Exercise goal: Which lines in the items below contain the word "child", with case counting? Copy out each of those lines.

── Data shown ──

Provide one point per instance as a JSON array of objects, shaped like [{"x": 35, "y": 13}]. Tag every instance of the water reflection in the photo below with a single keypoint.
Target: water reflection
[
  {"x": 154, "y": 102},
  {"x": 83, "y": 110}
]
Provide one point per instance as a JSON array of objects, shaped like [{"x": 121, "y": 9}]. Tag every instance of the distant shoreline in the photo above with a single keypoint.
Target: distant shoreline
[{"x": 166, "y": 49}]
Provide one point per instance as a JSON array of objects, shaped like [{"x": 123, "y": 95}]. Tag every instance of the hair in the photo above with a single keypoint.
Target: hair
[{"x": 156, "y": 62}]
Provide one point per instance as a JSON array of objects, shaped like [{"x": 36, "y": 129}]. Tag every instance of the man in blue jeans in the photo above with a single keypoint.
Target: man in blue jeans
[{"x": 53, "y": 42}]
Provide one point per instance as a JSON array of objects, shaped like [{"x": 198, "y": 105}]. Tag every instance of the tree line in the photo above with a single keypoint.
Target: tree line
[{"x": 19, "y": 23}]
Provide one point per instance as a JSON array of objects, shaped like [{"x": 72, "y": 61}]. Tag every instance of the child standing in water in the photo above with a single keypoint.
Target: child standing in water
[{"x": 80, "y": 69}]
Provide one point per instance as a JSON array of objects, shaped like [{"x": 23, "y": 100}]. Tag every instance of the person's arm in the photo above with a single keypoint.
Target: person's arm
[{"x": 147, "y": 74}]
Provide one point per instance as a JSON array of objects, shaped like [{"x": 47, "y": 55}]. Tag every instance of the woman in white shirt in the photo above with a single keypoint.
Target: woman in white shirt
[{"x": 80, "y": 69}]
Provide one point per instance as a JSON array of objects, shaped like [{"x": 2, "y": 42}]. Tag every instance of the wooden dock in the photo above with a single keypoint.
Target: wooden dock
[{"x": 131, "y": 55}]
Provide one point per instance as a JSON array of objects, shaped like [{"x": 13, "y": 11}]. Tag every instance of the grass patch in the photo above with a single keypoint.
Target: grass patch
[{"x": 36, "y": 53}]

───
── Data shown ──

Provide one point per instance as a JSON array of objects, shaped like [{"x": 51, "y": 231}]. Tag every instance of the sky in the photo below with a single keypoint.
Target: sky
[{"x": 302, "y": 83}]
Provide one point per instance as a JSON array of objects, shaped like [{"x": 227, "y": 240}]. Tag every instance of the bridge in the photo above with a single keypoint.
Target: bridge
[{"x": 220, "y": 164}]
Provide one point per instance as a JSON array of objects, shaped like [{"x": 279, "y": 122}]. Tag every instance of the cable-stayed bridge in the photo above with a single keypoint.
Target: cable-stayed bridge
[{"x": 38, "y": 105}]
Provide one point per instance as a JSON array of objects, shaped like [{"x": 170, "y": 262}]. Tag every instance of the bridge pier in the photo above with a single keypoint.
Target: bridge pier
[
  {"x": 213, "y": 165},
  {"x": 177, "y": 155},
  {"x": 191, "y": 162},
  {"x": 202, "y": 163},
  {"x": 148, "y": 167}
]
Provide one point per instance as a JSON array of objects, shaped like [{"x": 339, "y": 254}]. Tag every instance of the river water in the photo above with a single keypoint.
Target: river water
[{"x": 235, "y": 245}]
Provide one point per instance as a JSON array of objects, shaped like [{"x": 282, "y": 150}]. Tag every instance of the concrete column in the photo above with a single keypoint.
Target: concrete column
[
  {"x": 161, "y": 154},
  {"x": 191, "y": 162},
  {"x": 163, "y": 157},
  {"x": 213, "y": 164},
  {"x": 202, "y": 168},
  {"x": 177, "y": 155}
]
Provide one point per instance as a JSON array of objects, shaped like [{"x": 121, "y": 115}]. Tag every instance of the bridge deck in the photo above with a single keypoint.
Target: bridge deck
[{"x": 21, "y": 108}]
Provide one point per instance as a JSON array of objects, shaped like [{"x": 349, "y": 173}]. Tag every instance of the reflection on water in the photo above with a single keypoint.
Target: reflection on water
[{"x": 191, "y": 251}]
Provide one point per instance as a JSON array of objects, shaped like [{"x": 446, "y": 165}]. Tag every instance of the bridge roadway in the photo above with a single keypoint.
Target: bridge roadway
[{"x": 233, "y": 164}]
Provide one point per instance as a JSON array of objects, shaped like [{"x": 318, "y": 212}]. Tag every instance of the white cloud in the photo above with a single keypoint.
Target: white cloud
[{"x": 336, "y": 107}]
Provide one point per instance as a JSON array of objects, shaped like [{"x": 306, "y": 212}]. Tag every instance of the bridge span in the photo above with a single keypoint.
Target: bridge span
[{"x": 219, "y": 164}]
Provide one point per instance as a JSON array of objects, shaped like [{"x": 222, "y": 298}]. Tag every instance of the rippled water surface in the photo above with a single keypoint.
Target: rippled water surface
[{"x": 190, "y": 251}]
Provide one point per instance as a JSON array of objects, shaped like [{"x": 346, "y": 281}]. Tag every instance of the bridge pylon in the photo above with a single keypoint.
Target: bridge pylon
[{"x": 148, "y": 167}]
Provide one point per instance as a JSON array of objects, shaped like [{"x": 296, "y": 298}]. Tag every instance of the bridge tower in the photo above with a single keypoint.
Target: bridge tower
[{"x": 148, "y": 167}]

───

Full solution:
Provide one point per instance as a JSON array of objects, shaped like [{"x": 72, "y": 61}]. Tag every instance of the child standing in water in the photo above with a single keypoint.
Target: child standing in water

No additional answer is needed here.